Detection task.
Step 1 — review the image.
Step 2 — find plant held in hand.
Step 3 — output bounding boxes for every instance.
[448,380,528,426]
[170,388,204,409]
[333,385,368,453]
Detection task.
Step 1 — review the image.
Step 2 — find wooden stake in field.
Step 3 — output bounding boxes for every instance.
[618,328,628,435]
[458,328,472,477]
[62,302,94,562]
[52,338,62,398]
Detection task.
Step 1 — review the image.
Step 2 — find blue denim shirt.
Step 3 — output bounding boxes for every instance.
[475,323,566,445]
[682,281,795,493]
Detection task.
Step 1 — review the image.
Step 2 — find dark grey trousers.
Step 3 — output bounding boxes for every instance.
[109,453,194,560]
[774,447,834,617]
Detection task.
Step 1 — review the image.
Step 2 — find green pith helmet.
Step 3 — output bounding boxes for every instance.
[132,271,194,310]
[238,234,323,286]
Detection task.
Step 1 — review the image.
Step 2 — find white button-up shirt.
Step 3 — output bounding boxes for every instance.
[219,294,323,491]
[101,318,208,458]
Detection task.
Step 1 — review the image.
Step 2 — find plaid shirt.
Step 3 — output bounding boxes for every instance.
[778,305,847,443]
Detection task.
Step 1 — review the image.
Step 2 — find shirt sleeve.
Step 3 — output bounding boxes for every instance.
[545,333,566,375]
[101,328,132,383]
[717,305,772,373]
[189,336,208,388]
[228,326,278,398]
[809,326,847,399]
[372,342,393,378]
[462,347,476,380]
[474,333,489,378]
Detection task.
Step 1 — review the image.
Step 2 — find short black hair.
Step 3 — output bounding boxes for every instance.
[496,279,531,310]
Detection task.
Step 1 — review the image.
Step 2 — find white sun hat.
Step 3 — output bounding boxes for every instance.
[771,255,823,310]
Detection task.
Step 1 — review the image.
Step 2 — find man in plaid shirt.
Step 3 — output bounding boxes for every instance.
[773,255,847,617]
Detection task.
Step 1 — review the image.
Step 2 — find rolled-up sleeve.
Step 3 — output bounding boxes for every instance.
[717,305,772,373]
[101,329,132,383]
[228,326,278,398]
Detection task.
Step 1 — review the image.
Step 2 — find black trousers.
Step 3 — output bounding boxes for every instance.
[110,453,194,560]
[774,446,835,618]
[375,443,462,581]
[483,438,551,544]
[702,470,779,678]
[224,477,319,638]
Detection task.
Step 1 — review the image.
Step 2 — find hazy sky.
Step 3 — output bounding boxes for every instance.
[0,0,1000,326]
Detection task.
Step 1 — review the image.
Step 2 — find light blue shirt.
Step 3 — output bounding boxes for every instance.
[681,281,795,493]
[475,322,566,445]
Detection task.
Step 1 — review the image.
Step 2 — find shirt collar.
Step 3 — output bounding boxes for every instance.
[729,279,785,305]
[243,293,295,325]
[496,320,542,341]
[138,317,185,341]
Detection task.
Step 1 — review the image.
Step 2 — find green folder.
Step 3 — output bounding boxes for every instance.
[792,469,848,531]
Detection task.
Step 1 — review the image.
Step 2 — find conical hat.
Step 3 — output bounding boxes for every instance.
..............................
*EXERCISE DETAILS*.
Transcribe each entry exactly.

*COMPLETE RESPONSE*.
Detection task.
Step 1 — review the image.
Step 2 — find plant held in hand.
Step 3 — output bounding boxes for every instance.
[448,380,528,426]
[170,388,204,409]
[333,385,368,453]
Detection task.
Step 1 — review the image.
Step 2 — find wooden stake in field.
Step 3 — output bounding boxes for every instance.
[618,328,628,435]
[458,328,472,477]
[62,302,94,562]
[52,338,62,398]
Detection task.
Step 1 — review the image.
Step 2 — find blue denim shirt.
Step 3 — output bounding boxes for every instance.
[475,323,566,445]
[682,281,795,493]
Detection task.
Step 1 — review the image.
Step 2 — find dark grey trousers.
Step 3 — output bounding boxes for every instance.
[109,453,194,560]
[774,447,834,617]
Detection task.
Step 1 — review the image.
Step 2 — find green pith helmet.
Step 3 — output bounding boxes for every instance.
[132,271,194,310]
[238,234,323,286]
Detection task.
Step 1 — review the image.
Step 2 — find white button-up shirt.
Step 3 — output bounding boxes for every instance.
[219,294,323,491]
[101,318,208,458]
Detection task.
Step 1 — review the image.
Step 2 — find plaid shirt.
Step 3 — output bounding boxes for every instance.
[778,305,847,443]
Detection task.
Step 1 — review the image.
Step 2 — find shirt sleeve.
Step 3 — output bounding boxes for every instance.
[545,333,566,375]
[101,328,132,383]
[717,305,772,373]
[189,336,208,388]
[228,326,278,398]
[809,326,847,399]
[372,342,393,378]
[462,347,476,380]
[474,333,489,378]
Detection task.
Step 1 — review the image.
Step 2 — find short black hair.
Step 3 — output bounding boxes for every instance.
[496,279,531,310]
Detection task.
Step 1 — review the image.
Step 2 — find white sun hat.
Step 3 — output bounding boxes for every instance.
[771,255,823,310]
Detection task.
Step 1 — review the image.
Step 2 — find man in plaid shirt.
Step 3 — output bounding boxes for every instance.
[773,255,847,617]
Detection task.
Step 1 — review the image.
Step 2 — find rolled-up sleeve.
Step 3 — output bounding boxes for every instance.
[717,305,772,373]
[101,329,132,383]
[228,326,278,398]
Detection task.
Step 1 — review the image.
Step 2 — find black trousers.
Step 3 — output bounding boxes for every instance.
[110,453,194,560]
[774,446,835,618]
[375,443,462,581]
[483,438,551,544]
[702,470,779,678]
[224,477,319,638]
Detection task.
Step 1 — review the image.
Step 2 — find hazy sky.
Step 3 — output bounding boxes for every instance.
[0,0,1000,326]
Detection task.
Step 1 — review the image.
Step 2 — find light blue shirt.
Step 3 — output bounding boxes for every instance.
[681,281,795,493]
[475,322,566,445]
Detection task.
Step 1 — review the image.
Step 2 — find shirt collar.
Step 3 — output bounding boxes for every instance.
[729,279,785,305]
[243,293,295,325]
[496,320,542,341]
[138,317,185,341]
Detection task.
Step 1 — review the image.
Step 2 — find green folder.
Step 3 — output bounding boxes for every instance.
[792,469,848,531]
Detection task.
Step 1 — review the image.
Step 2 — find conical hat.
Step 3 — output bounding boxes for every instance.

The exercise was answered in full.